PAGE EXCERPT

____________________

The changes lay the groundwork for full implementation this June of the “Mission Act” – the VA Maintaining Systems and Strengthening Integrated Outside Networks Act.
The law, passed with strong bipartisan support and signed by President Trump last June, aims to make it easier for veterans to get health-care outside the VA system. Veterans can get treatment at VA centers, from community providers, through telemedicine phone lines or at retail clinics.
“Now we have a more comprehensive network of providers,” said Jody Searight, who oversees the VA’s community care program. “The intent of the Mission Act is for the VA to become part of a larger health-care network. The VA, in the past, has been more of a silo, and we have just sent veterans to the community when we could not provide the care. We worked very hard last summer to develop a network of providers.”
The Wilmington VA Medical Center serves 31,277 veterans from Delaware and South Jersey. According to the USA Today analysis of data from recent years, the wait time between arrival in the emergency room and admission was 272 minutes, compared to a national median of 257 minutes – in part because the medical center only has 16 acute beds and therefore must spend time transferring patients to other local hospitals.
To serve them more quickly, more Elsmere doctors tapped into the Delaware Health Information Network, a public-private partnership that was the first statewide health-information system in the country when it went live in 2007. The online records system can give doctors answers in minutes instead of hours or days.
For years, the VA rarely used the online system because of strict VA regulations about patient privacy. The solution: The medical center downloads information from DHIN, but it doesn’t upload its information.
Searight said the staff uses DHIN extensively – now. At the beginning of last year, just 37 VA staff members used the system. By year’s end, more than 100 had registered.
Dr. Ruben Nalda, who runs the emergency department at the medical center, said the online information system can save precious time and eliminate duplicate tests.

____________________

STUDY QUESTIONS
• 1. In the excerpt on VA health care, rewrite the part that opens with the words "For years, the" and closes with "eliminate duplicate tests.", swapping "DHIN" for "the Delaware Health Information Network".
• 2. Extend the article on the VA medical center's records system beyond its final sentence.

EXTRACTED DATA

____________________

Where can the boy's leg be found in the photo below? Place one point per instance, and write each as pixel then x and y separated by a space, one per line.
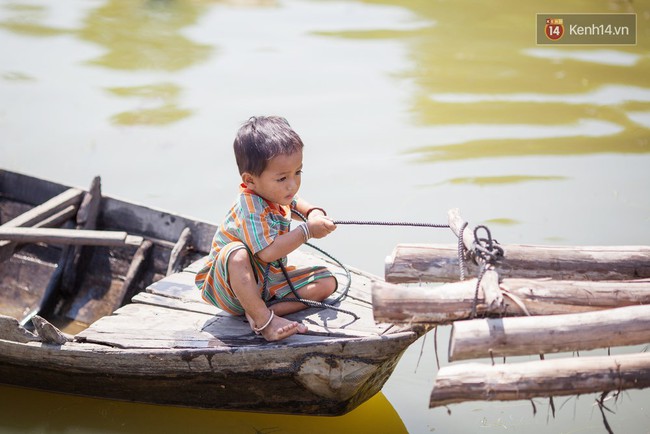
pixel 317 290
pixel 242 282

____________________

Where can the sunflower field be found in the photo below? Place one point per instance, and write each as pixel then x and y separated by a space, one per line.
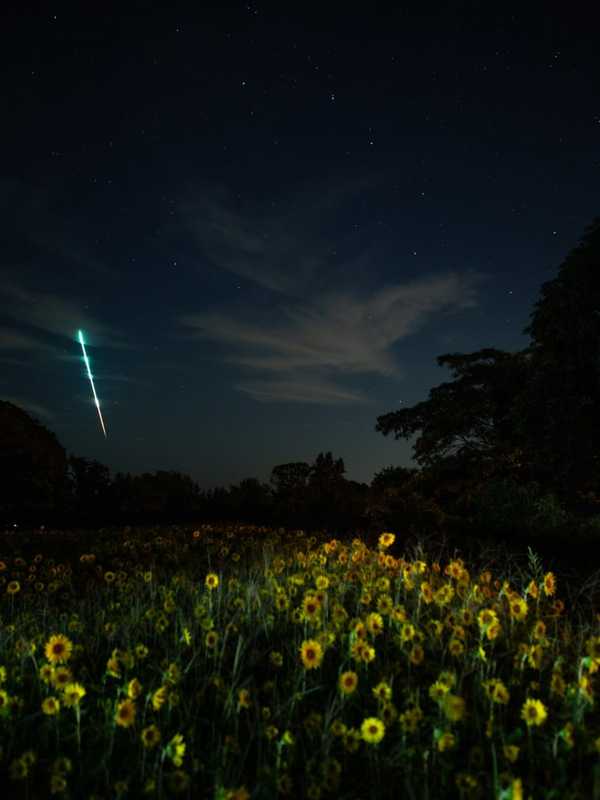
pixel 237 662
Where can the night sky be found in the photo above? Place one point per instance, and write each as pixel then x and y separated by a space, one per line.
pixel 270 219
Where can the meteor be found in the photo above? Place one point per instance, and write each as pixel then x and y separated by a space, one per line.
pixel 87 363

____________________

ANSWER LIST
• 1.
For years, the VA rarely used the online system because of strict VA regulations about patient privacy. The solution: The medical center downloads information from the Delaware Health Information Network, but it doesn’t upload its information.
Searight said the staff uses the Delaware Health Information Network extensively – now. At the beginning of last year, just 37 VA staff members used the system. By year’s end, more than 100 had registered.
Dr. Ruben Nalda, who runs the emergency department at the medical center, said the online information system can save precious time and eliminate duplicate tests.

• 2.
“Say I have a veteran who comes to the emergency department for a particular complaint, and he lets me know he was at Christiana Care a few days ago in their emergency department,” Dr. Nalda said. “I now have access to that information immediately, where, previously, I would have had to get a consent for a release of information and fill out a form and have the patient sign it and have one of our administrative folks fax it to the hospital and hope their records area is open. If it’s after hours, they may not even be open. If they are open, sometimes it can take an hour or two to get everything done. They have to get the information we need and fax it. Now, I can just look at it on the DHIN.”
The network delivers clinical results, reports, hospital admission data and billing information from doctor’s offices, hospitals and laboratories in minutes.
The rapid results and the new nurse navigators are reaping positive results, doctors said.
A female veteran being treated for breast cancer worked with a nurse navigator who scheduled all her treatment appointments so she didn’t miss any work. One veteran had a scan that showed some abnormalities. The imaging facility was attempting to reach a VA doctor to report the results, but the VA’s nurse navigator had already downloaded the results from DHIN and was working on the next step.
“I think that we’re all very anxious to build a true health-care network and be able to work more smoothly with our community providers,” Searight said. “This is an exciting time for the VA, and I think, at the end of the day, the veterans will receive care that’s timely and well-coordinated by talented nurse navigators.”